■ What this task involves: Once the line containing "Query: chair" is found in the entries below, reproduce it and every line after it, stopping at and including the line containing "Query: projected image"; reproduce nothing else, and keep each line exact.

■ Provided entries:
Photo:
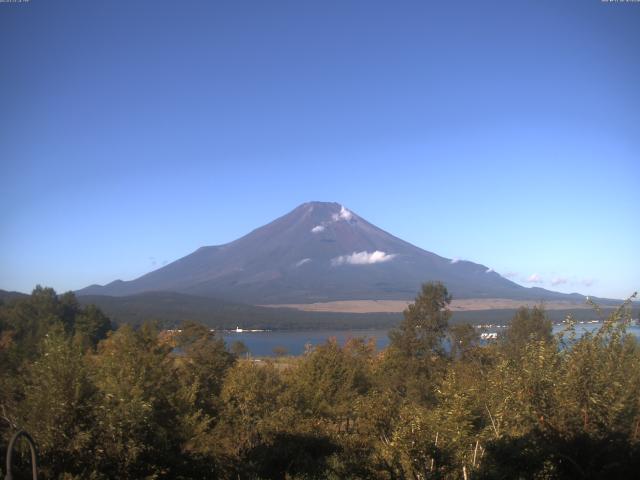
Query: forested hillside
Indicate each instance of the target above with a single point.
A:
(128, 404)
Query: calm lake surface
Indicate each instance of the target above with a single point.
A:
(261, 344)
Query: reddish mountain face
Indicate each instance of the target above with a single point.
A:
(318, 252)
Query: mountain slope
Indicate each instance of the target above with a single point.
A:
(319, 252)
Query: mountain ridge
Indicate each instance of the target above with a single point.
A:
(320, 251)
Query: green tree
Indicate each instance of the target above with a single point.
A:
(425, 323)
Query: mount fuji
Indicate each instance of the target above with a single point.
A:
(320, 252)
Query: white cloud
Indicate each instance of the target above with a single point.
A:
(303, 261)
(534, 278)
(362, 258)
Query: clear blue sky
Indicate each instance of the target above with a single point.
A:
(507, 133)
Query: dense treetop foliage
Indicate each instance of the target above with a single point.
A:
(136, 403)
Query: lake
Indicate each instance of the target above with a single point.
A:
(262, 344)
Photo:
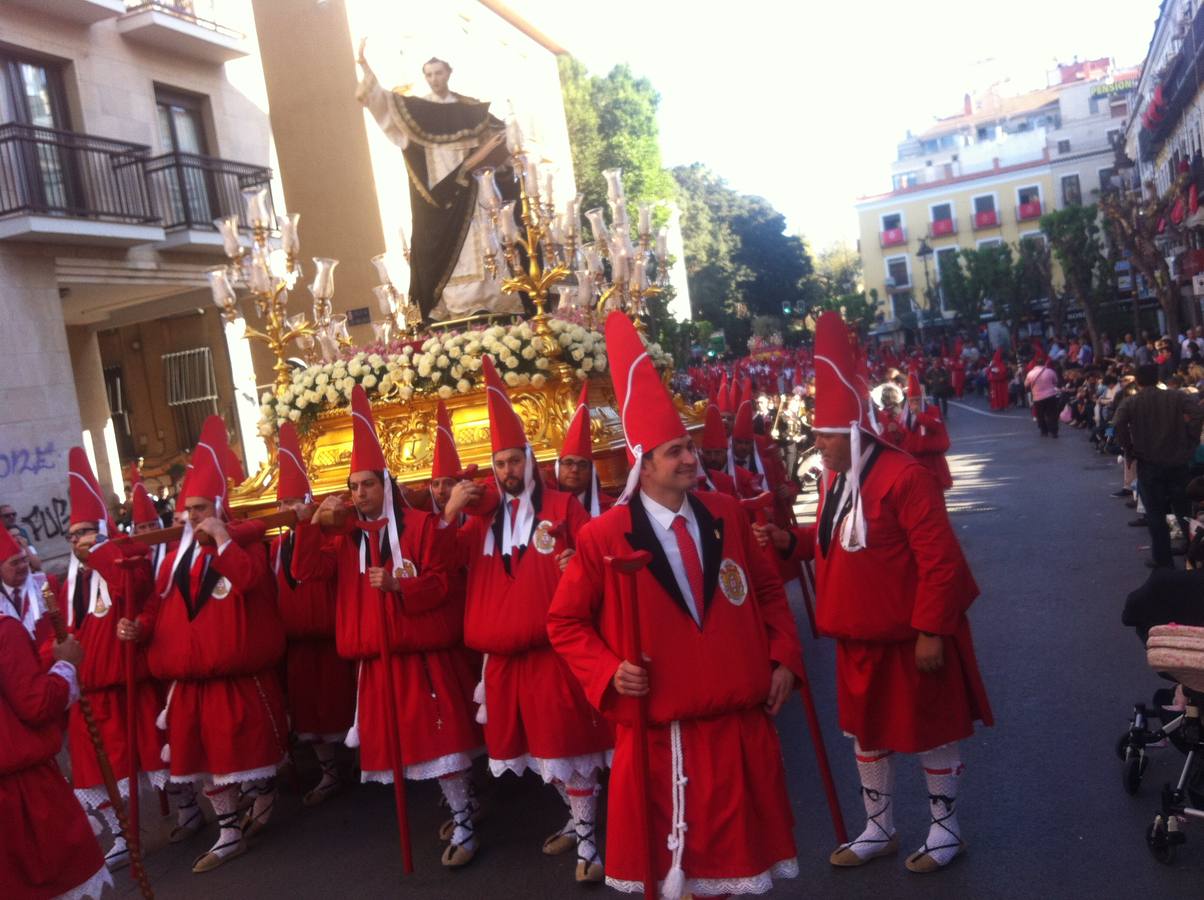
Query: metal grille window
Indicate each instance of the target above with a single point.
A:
(114, 389)
(192, 391)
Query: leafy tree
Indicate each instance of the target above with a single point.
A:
(1074, 237)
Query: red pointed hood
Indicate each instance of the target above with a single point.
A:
(366, 451)
(447, 460)
(577, 438)
(839, 402)
(505, 426)
(714, 434)
(143, 504)
(83, 492)
(207, 477)
(645, 409)
(742, 428)
(293, 481)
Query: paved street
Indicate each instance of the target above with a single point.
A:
(1043, 807)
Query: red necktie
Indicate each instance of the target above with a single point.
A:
(690, 561)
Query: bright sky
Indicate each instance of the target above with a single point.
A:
(803, 101)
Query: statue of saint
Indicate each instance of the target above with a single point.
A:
(443, 137)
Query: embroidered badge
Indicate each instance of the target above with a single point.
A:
(543, 540)
(732, 581)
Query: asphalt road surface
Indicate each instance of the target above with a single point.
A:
(1042, 804)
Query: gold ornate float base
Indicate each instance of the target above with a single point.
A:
(407, 434)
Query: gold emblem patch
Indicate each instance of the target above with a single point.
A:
(544, 542)
(732, 581)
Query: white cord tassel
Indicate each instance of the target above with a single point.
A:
(674, 882)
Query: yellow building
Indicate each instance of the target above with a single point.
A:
(986, 176)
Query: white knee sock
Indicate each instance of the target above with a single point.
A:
(184, 794)
(458, 792)
(571, 826)
(942, 768)
(583, 801)
(225, 805)
(877, 771)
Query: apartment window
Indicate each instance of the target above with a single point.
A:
(897, 271)
(1072, 190)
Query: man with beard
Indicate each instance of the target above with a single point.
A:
(536, 715)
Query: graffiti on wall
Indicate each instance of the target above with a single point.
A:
(27, 461)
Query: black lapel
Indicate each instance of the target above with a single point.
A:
(642, 537)
(183, 579)
(80, 599)
(710, 531)
(208, 581)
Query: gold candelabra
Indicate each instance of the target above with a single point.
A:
(267, 270)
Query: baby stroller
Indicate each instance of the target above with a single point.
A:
(1168, 614)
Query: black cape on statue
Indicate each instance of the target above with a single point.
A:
(442, 213)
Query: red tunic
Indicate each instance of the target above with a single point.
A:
(708, 680)
(910, 578)
(220, 646)
(432, 674)
(102, 676)
(319, 685)
(537, 715)
(48, 848)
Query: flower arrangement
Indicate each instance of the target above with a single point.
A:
(441, 366)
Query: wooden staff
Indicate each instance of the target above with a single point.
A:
(626, 567)
(372, 536)
(106, 769)
(813, 720)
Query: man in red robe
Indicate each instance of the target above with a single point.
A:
(48, 850)
(319, 685)
(916, 428)
(536, 715)
(403, 586)
(757, 454)
(997, 377)
(217, 637)
(576, 473)
(892, 588)
(93, 598)
(714, 621)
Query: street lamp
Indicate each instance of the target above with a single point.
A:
(925, 253)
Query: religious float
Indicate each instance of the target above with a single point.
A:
(532, 250)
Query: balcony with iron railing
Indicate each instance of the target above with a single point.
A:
(892, 237)
(189, 191)
(65, 187)
(943, 228)
(182, 27)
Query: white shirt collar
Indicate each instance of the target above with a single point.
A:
(664, 516)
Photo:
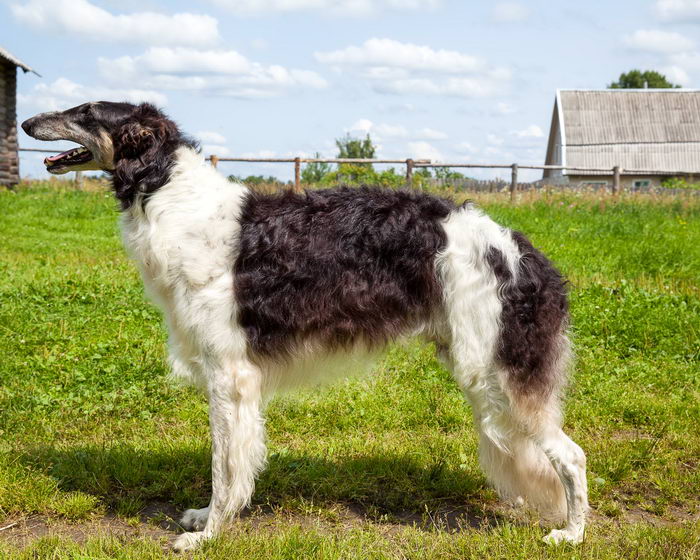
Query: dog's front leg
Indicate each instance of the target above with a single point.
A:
(238, 450)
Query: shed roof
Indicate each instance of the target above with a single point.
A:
(6, 55)
(649, 129)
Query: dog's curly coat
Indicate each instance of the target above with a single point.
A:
(260, 291)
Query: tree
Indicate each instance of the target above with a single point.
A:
(635, 79)
(315, 172)
(355, 148)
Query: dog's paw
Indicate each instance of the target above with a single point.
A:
(189, 541)
(558, 536)
(195, 519)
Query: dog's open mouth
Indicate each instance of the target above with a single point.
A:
(65, 160)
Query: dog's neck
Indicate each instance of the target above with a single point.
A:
(136, 178)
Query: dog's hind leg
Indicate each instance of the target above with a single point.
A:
(238, 450)
(569, 462)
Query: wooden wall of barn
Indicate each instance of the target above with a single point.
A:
(9, 162)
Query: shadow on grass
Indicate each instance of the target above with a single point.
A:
(386, 489)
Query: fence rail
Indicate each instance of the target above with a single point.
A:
(617, 171)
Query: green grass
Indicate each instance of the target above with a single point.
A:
(89, 427)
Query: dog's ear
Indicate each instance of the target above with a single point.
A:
(143, 144)
(133, 140)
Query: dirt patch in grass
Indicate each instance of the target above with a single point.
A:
(158, 522)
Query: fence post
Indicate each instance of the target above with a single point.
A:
(297, 174)
(616, 179)
(409, 172)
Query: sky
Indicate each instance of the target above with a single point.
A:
(446, 80)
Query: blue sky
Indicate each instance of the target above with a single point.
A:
(439, 79)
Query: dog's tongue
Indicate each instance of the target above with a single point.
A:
(59, 156)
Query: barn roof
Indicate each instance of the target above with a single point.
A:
(6, 55)
(641, 129)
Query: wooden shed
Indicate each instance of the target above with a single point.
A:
(653, 130)
(9, 160)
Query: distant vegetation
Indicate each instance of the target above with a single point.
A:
(679, 183)
(635, 79)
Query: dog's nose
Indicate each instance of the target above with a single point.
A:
(27, 126)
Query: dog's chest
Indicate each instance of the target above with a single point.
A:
(180, 259)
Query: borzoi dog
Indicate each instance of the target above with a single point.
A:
(260, 291)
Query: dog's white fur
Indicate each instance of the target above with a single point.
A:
(186, 254)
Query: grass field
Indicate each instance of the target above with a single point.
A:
(98, 452)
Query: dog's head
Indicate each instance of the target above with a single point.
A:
(134, 143)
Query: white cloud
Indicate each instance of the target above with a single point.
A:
(389, 58)
(465, 147)
(676, 75)
(508, 12)
(210, 136)
(494, 140)
(80, 18)
(430, 134)
(689, 61)
(384, 131)
(220, 72)
(424, 150)
(678, 10)
(405, 68)
(363, 125)
(532, 131)
(63, 94)
(503, 109)
(216, 149)
(654, 40)
(334, 7)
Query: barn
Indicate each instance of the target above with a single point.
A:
(656, 131)
(9, 160)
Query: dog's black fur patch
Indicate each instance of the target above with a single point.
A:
(337, 266)
(534, 316)
(144, 146)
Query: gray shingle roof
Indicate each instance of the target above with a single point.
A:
(655, 130)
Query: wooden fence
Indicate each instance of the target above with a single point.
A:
(412, 164)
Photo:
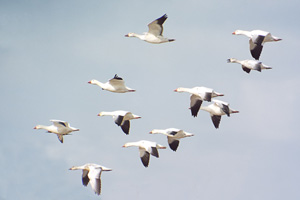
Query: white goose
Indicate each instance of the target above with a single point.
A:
(154, 34)
(121, 118)
(116, 84)
(146, 148)
(198, 95)
(257, 39)
(173, 135)
(248, 65)
(217, 109)
(91, 173)
(60, 128)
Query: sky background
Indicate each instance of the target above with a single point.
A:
(49, 50)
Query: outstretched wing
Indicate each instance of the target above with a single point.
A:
(156, 27)
(117, 82)
(195, 104)
(60, 123)
(60, 138)
(256, 46)
(85, 178)
(173, 143)
(125, 127)
(145, 156)
(216, 120)
(246, 69)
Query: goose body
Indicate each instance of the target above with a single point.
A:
(121, 118)
(248, 65)
(145, 149)
(198, 95)
(91, 173)
(173, 135)
(256, 40)
(116, 84)
(217, 109)
(154, 34)
(60, 128)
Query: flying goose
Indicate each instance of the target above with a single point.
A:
(146, 148)
(198, 95)
(173, 135)
(217, 109)
(60, 128)
(257, 39)
(91, 173)
(154, 34)
(248, 65)
(121, 118)
(116, 84)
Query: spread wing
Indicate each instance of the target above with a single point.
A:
(145, 156)
(85, 178)
(117, 82)
(216, 120)
(156, 27)
(95, 181)
(125, 127)
(195, 104)
(60, 138)
(246, 69)
(173, 143)
(60, 123)
(256, 46)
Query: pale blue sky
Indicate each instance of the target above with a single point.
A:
(49, 50)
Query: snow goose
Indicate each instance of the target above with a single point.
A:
(198, 95)
(257, 39)
(146, 148)
(154, 34)
(116, 84)
(217, 109)
(121, 118)
(60, 128)
(248, 65)
(91, 173)
(173, 135)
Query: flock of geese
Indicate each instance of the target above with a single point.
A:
(91, 173)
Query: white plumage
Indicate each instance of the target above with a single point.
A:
(154, 34)
(91, 173)
(59, 127)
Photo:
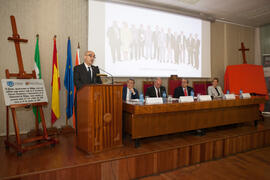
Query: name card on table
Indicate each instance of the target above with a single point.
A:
(204, 98)
(153, 100)
(245, 96)
(229, 96)
(186, 99)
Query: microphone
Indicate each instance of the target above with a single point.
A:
(106, 73)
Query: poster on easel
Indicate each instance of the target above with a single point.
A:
(23, 91)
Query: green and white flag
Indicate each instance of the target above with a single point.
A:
(38, 74)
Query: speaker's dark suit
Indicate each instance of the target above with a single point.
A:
(151, 92)
(81, 78)
(133, 96)
(179, 91)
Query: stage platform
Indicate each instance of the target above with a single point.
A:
(155, 155)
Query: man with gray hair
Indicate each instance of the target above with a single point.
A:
(129, 92)
(157, 90)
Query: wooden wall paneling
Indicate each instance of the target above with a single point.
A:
(219, 148)
(184, 156)
(167, 160)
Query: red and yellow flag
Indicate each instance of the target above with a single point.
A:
(77, 62)
(55, 108)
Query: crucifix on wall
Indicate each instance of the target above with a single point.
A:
(243, 49)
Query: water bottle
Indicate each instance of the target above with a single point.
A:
(192, 93)
(141, 98)
(240, 93)
(164, 97)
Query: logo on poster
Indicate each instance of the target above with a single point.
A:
(10, 83)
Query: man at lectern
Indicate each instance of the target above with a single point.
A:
(183, 90)
(86, 73)
(157, 90)
(129, 92)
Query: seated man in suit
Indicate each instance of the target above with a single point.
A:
(215, 91)
(85, 73)
(183, 90)
(129, 92)
(157, 90)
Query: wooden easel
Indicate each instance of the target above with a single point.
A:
(41, 140)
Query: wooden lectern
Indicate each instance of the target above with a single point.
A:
(99, 117)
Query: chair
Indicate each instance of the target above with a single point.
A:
(147, 84)
(200, 87)
(173, 82)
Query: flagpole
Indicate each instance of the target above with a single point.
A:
(66, 96)
(54, 38)
(37, 111)
(67, 128)
(53, 130)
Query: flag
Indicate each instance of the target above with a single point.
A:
(77, 62)
(68, 82)
(38, 75)
(55, 108)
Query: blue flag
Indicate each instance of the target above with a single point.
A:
(69, 82)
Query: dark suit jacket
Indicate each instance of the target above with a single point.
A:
(179, 91)
(81, 76)
(151, 92)
(135, 96)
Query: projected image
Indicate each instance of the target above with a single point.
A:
(140, 42)
(131, 43)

■ Completed exercise:
Query: chair
Indicate each instance of the target above with a single point.
A:
(147, 84)
(200, 87)
(173, 82)
Query: flagpole
Indicate each instance of the target above with a single point.
A:
(66, 96)
(54, 38)
(37, 111)
(67, 128)
(53, 130)
Query: flag
Indicate each instance of the target above with a single point.
A:
(77, 62)
(68, 82)
(38, 75)
(55, 108)
Query: blue flag
Indicate each instance of the target above with a single point.
A:
(69, 82)
Query: dark suit jacket
Indicate each instance of the target above with a single point.
A:
(179, 91)
(81, 76)
(151, 92)
(135, 96)
Query: projected image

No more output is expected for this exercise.